JOB: Copy all of the records below word for word, leaving the pictures out of your answer.

-- START --

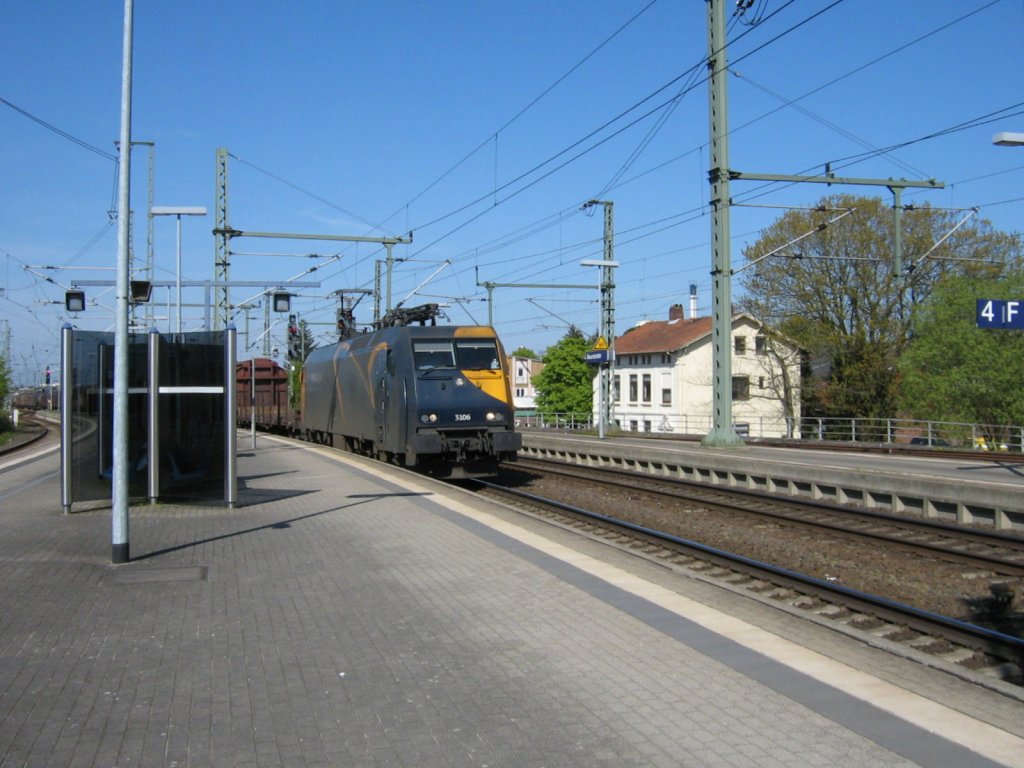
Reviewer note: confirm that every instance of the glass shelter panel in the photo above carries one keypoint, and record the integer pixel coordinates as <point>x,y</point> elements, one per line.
<point>192,415</point>
<point>92,415</point>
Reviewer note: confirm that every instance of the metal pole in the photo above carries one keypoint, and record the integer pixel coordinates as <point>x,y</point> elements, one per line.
<point>252,402</point>
<point>120,550</point>
<point>67,417</point>
<point>177,320</point>
<point>230,445</point>
<point>722,432</point>
<point>390,266</point>
<point>153,450</point>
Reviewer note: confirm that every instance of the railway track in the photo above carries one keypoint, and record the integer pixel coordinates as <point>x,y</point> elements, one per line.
<point>975,652</point>
<point>981,548</point>
<point>30,430</point>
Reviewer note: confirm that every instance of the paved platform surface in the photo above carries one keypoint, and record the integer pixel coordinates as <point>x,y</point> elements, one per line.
<point>343,615</point>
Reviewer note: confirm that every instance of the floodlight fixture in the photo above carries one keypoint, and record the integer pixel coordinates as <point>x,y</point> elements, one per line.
<point>75,301</point>
<point>282,301</point>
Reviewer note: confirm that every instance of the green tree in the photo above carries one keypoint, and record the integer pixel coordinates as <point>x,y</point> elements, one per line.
<point>565,383</point>
<point>953,371</point>
<point>835,289</point>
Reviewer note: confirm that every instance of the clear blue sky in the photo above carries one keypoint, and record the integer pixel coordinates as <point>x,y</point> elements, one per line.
<point>481,127</point>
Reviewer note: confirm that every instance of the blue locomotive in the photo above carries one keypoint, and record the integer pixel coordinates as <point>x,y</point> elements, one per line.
<point>433,397</point>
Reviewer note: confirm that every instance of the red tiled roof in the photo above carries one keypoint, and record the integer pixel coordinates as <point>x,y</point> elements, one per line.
<point>662,336</point>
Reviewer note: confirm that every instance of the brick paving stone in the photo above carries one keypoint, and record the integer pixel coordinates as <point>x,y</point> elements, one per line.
<point>337,619</point>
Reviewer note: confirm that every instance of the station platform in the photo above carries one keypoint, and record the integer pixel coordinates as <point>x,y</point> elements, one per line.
<point>347,613</point>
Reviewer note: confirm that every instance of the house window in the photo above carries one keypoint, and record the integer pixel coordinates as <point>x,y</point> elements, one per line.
<point>740,387</point>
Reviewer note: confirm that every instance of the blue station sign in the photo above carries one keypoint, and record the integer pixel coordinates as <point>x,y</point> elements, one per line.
<point>1000,313</point>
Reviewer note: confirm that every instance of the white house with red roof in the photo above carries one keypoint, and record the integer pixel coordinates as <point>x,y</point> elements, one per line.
<point>662,380</point>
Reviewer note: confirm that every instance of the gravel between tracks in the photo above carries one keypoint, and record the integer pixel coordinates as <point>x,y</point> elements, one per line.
<point>948,589</point>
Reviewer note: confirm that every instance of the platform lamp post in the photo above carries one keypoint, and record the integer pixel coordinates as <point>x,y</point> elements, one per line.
<point>178,211</point>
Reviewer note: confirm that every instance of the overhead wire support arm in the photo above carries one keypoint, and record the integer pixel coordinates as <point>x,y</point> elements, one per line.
<point>491,286</point>
<point>829,178</point>
<point>818,228</point>
<point>913,264</point>
<point>299,236</point>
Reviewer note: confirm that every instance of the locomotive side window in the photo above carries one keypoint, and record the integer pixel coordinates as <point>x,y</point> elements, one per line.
<point>477,354</point>
<point>431,354</point>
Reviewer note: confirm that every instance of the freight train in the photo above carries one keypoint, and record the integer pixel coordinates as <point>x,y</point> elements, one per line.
<point>436,398</point>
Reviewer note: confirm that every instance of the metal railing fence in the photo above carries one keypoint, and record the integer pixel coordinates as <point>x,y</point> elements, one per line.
<point>897,431</point>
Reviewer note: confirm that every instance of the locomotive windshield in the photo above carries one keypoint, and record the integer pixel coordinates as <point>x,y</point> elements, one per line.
<point>466,354</point>
<point>431,354</point>
<point>480,354</point>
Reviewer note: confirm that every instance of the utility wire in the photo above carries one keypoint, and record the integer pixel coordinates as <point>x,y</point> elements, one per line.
<point>65,134</point>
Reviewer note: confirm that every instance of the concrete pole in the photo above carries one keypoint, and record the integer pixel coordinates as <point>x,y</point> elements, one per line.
<point>120,550</point>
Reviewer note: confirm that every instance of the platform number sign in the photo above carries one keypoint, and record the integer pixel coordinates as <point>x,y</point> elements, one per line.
<point>1000,313</point>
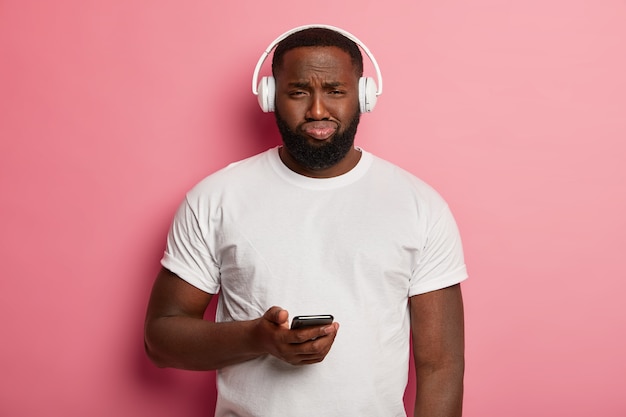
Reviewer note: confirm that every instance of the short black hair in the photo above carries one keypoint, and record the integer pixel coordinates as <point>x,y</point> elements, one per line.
<point>318,36</point>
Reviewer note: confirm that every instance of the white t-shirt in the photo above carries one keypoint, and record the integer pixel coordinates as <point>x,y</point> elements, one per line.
<point>356,246</point>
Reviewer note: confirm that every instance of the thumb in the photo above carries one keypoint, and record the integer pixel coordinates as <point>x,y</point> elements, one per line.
<point>276,315</point>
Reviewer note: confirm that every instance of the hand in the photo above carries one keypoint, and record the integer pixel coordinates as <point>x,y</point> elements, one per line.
<point>297,347</point>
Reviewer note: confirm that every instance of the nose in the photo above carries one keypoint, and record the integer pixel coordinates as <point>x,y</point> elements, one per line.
<point>317,108</point>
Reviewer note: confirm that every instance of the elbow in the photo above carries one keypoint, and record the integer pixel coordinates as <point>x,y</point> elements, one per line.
<point>152,352</point>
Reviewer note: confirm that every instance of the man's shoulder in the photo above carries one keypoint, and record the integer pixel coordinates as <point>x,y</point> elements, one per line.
<point>400,176</point>
<point>244,172</point>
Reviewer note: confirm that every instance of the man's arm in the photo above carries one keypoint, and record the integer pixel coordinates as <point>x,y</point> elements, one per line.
<point>437,326</point>
<point>176,335</point>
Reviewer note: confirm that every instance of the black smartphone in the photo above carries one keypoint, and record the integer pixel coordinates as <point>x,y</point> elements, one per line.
<point>299,322</point>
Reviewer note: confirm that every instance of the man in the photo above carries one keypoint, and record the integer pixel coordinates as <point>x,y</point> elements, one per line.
<point>315,226</point>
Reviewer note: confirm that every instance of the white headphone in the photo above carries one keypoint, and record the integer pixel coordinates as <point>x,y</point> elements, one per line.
<point>266,90</point>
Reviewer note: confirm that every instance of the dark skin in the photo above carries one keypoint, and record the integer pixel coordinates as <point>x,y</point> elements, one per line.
<point>315,84</point>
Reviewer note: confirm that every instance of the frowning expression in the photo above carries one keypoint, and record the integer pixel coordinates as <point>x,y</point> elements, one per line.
<point>317,104</point>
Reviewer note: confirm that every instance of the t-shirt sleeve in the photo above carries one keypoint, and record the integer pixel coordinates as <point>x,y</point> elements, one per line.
<point>441,262</point>
<point>187,253</point>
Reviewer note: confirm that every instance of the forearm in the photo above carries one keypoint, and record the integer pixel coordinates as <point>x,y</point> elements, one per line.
<point>439,390</point>
<point>195,344</point>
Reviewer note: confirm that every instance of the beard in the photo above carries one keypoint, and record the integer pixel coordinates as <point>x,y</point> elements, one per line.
<point>321,156</point>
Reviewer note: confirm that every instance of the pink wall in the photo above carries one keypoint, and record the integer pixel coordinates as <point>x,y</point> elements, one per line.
<point>110,111</point>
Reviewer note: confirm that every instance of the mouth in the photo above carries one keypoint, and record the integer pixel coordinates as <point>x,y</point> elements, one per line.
<point>319,130</point>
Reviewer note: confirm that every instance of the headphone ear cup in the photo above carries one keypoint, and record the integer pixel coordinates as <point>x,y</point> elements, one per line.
<point>367,94</point>
<point>267,93</point>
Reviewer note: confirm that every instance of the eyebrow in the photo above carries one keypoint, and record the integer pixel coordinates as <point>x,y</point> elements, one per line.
<point>306,84</point>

-- END --

EXERCISE OUTPUT:
Reviewer note: confirm that every instance of the glass shelter panel in the photo above carries one keypoint, and record the integer pixel coordinates as <point>x,y</point> elements, one per line.
<point>192,415</point>
<point>92,415</point>
Reviewer note: confirm that every instance of the metal pole in the photo above carries one keypoint, and record the integer pixel coordinates as <point>x,y</point> elements, one per line.
<point>252,402</point>
<point>120,550</point>
<point>67,417</point>
<point>177,320</point>
<point>230,445</point>
<point>722,432</point>
<point>390,266</point>
<point>153,450</point>
Reviewer note: confirm that every instance of the railway track in the photo above carries one keypoint, and record the integer pixel coordinates as <point>x,y</point> elements, one per line.
<point>975,652</point>
<point>981,548</point>
<point>30,430</point>
Reviewer note: confirm that every instance of the paved platform surface in the photo above carries one keypoint, and record the integer pixel coordinates as <point>x,y</point> elements, one per line.
<point>343,615</point>
Reviewer note: confirm that every instance of the floodlight fixture in the photo above carries one keypoint, and record the integer pixel coordinates as <point>x,y</point> elements, one per line.
<point>75,301</point>
<point>282,301</point>
Reviewer note: confirm that every instance of the green tree in the photo above carries one keypoint, and record the integer pixel coordinates as <point>x,y</point> elements, one per line.
<point>565,383</point>
<point>953,371</point>
<point>835,289</point>
Reviewer note: confirm that every instance of the clear blue sky in the photo above carries one keypoint, and record the integer pixel coordinates as <point>x,y</point> elements, one per line.
<point>481,127</point>
Reviewer note: confirm that every instance of the blue locomotive in the photo above carries one keypoint, and record the integer pixel coordinates as <point>x,y</point> elements, one per line.
<point>433,397</point>
Reviewer note: confirm that every instance of the red tiled roof in the photo above carries one keypoint, and record the integer pixel coordinates as <point>x,y</point> elements, one per line.
<point>662,336</point>
Reviewer note: confirm that every instance of the brick paving stone in the photo above carries one keypoint, and record the integer pixel coordinates as <point>x,y</point> elements, one per line.
<point>337,619</point>
Reviewer note: confirm that every instance of the station platform in the photo above carries one keypoint, and record the integer pixel coordinates as <point>x,y</point> elements, one per line.
<point>347,613</point>
Reviewer note: confirm that every instance of the house window in the photo above carries one keypoint, and record the integer pixel coordinates as <point>x,y</point> elements, one per line.
<point>740,387</point>
Reviewer note: confirm that every instance of the blue station sign in the photo above carries one keypoint, and record the integer pixel coordinates as <point>x,y</point> elements, one per line.
<point>1000,313</point>
Reviewer note: confirm that every instance of the white house with red roof in the photo above carries one keypoint, and record the integer pixel coordinates as <point>x,y</point> elements, one per line.
<point>662,380</point>
Reviewer note: confirm that every instance of the gravel between tracks in the photo above carries one keypoint, and record the integer pixel coordinates as <point>x,y</point> elements, one per line.
<point>948,589</point>
Reviewer note: confirm that every instance of the platform lamp post in the photo above carries one keypoint, and record the integer pixel coordinates as <point>x,y</point> elements, one per line.
<point>178,211</point>
Reviewer note: confirm that every instance of the overhead wire support arm in the photo above carries one keypoint, and record the integer pixel coordinates as <point>x,y</point> elements, one per line.
<point>491,286</point>
<point>829,178</point>
<point>818,228</point>
<point>913,264</point>
<point>299,236</point>
Reviewer note: confirm that every instance of the locomotive side window in the photo above carries one keypoint, and record the integer pixel coordinates as <point>x,y</point> elements, one per line.
<point>477,354</point>
<point>431,354</point>
Reviewer note: confirm that every instance of the freight train in the photo above carries one keypoint, and record the integer pixel coordinates as <point>x,y</point> elements, one per line.
<point>436,398</point>
Reviewer note: confirm that every instance of the metal railing fence in the photo above carries one keypoint, and record the integer pixel coordinates as <point>x,y</point> elements, one per line.
<point>897,431</point>
Reviewer note: confirm that every instance of the locomotive windshield in the photo above carries one keypoint, and record the integer pixel coordinates as <point>x,y</point> elements, one per line.
<point>466,354</point>
<point>431,354</point>
<point>480,354</point>
Reviewer note: confirm that every instance of the utility wire in the photo above carries one keypoint, and record the integer pixel coordinates as <point>x,y</point> elements, one per line.
<point>65,134</point>
Reviewer note: confirm that every instance of the concrete pole in the photo above carries one keypoint, and record the integer pixel coordinates as <point>x,y</point> elements, one per line.
<point>120,550</point>
Reviewer note: confirm that every instance of the platform number sign in the photo above carries one keypoint, and record the integer pixel coordinates as <point>x,y</point> elements, one per line.
<point>1000,313</point>
Reviewer note: confirm that every instance of the short black hair in the photo above carries one keypoint, and record the integer pixel coordinates as <point>x,y</point> elements, one per line.
<point>318,36</point>
Reviewer note: confirm that every instance of the white t-shirt in the photo above carries one keypoint, and record the integer pixel coordinates as <point>x,y</point> elements, one per line.
<point>356,246</point>
Reviewer note: confirm that every instance of the thumb in the photo above carries one keypoint, and record the integer pixel coordinates as <point>x,y</point> elements, one per line.
<point>276,315</point>
Reviewer note: confirm that every instance of the hand in the photo above carries one keypoint, and record the integer pixel coordinates as <point>x,y</point> elements, one per line.
<point>297,347</point>
Reviewer note: confirm that every instance of the nose in the photo above carries one keypoint, and record the integer pixel coordinates as <point>x,y</point> elements, one per line.
<point>317,108</point>
Reviewer note: confirm that every instance of the elbow in the photo above carries one keypoint, and record the integer pixel coordinates as <point>x,y</point> elements, one per line.
<point>152,352</point>
Reviewer note: confirm that every instance of the man's shoulder in the photo above carries one keypoint, and record the integer pixel coordinates as <point>x,y</point> elements, one per line.
<point>400,176</point>
<point>244,172</point>
Reviewer note: confirm that every instance of the man's arm in the photo above carries one keypoint, and record the integer pixel coordinates as <point>x,y</point> elements, one per line.
<point>437,326</point>
<point>176,335</point>
Reviewer note: confirm that every instance of the black smartphone in the photo above carries one keypoint, and record the integer pixel coordinates as <point>x,y</point> elements, one per line.
<point>299,322</point>
Reviewer note: confirm that every instance of the man in the photo above carries one keypoint, and record the integer pixel coordinates as <point>x,y</point> elements, one per line.
<point>315,226</point>
Reviewer note: confirm that every instance of the white headphone in the photo above carries one keypoint, and record the integer pixel coordinates as <point>x,y</point> elements, one per line.
<point>266,90</point>
Reviewer note: confirm that every instance of the dark skin in the photo above carries one keypoint, and record the integer pixel coordinates as <point>x,y</point> elements, one per line.
<point>315,84</point>
Reviewer note: confirm that every instance of the frowning expression in the photo above carries one keypoint, and record the integer pixel coordinates as <point>x,y</point> elements, one per line.
<point>317,104</point>
Reviewer note: confirm that every instance of the t-shirt sleeve in the photo above carries one keypoint, and record the integer pixel coordinates as <point>x,y</point> elements, one per line.
<point>441,262</point>
<point>187,253</point>
Reviewer note: confirm that every instance of the forearm in the photo above carries one keypoint, and record the integer pixel coordinates as <point>x,y</point> elements, one per line.
<point>439,390</point>
<point>195,344</point>
Reviewer note: confirm that every instance of the beard in the photo above carries one keypoint, and record the integer pixel coordinates as <point>x,y</point> elements, one per line.
<point>321,156</point>
Reviewer note: confirm that every instance of the pink wall in the photo above carries one keypoint, and record the integer pixel coordinates as <point>x,y</point> elements, one per line.
<point>110,111</point>
Reviewer note: confirm that every instance of the mouth in the photo above carries one keypoint, and record the integer pixel coordinates as <point>x,y</point> elements, one per line.
<point>319,130</point>
Reviewer note: confirm that every instance of the headphone ear cup in the photo above carries one keypoint, and record the integer pixel coordinates as <point>x,y</point> elements, one per line.
<point>367,94</point>
<point>267,93</point>
Reviewer note: confirm that every instance of the eyebrow in the photo above carries one keypoint, and record the integer pixel coordinates as <point>x,y</point> elements, one per line.
<point>306,84</point>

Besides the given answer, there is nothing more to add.